• _Work task_
Lines containing the word "vertices" are the ones to copy from the records below.

• _Information provided_
>>
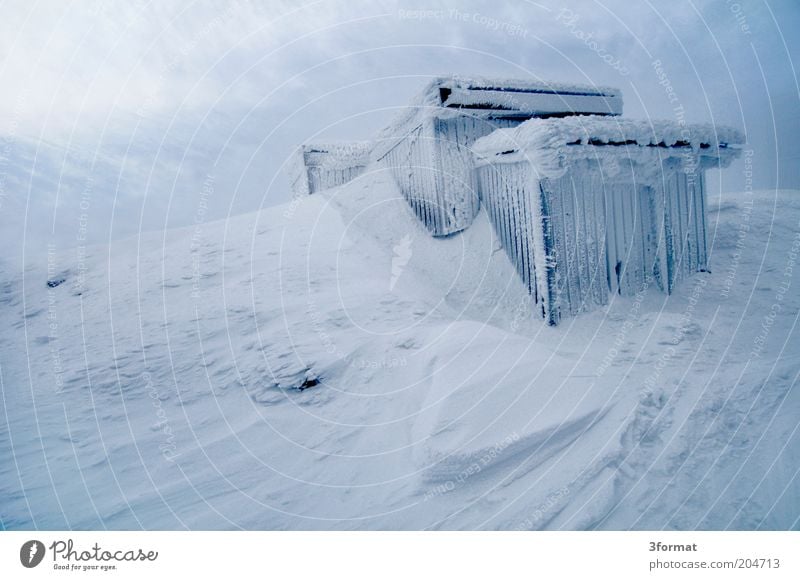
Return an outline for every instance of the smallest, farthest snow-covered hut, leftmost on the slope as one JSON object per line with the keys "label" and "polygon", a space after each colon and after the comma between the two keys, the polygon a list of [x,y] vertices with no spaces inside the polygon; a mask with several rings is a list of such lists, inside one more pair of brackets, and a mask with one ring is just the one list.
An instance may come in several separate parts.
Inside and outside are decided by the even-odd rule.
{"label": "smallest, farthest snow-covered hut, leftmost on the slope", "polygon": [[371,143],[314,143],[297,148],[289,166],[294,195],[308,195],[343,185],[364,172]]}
<<
>>
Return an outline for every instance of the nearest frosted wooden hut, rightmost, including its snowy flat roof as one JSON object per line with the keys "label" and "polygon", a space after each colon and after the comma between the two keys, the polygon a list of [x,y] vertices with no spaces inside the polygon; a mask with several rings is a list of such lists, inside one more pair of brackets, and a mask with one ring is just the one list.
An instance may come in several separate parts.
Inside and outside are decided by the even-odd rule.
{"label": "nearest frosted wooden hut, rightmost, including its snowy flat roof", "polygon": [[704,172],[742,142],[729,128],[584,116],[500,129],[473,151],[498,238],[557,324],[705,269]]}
<<
• _Task solution_
Return an outline for every instance of the smallest, farthest snow-covered hut, leftmost on the slope as one JSON object per line with the keys "label" and "polygon", a space after each colon and after the comma between the two keys, the polygon a list of [x,y] vertices with no spaces inside the polygon; a mask with several rings is a list of such lists, inside one more pair of brackets, and a mask with one ring is just the one list.
Return an outline for every instance of the nearest frosted wooden hut, rightmost, including its snowy flat roof as one JSON object per line with the keys "label" and "polygon", a space after each colon and after the comma between the two keys, the polygon a list of [x,y] vertices with no spaces inside the polygon; a mask with several rings is a list of such lists, inside one more pair of brackets, and a mask with one ring is just the one list.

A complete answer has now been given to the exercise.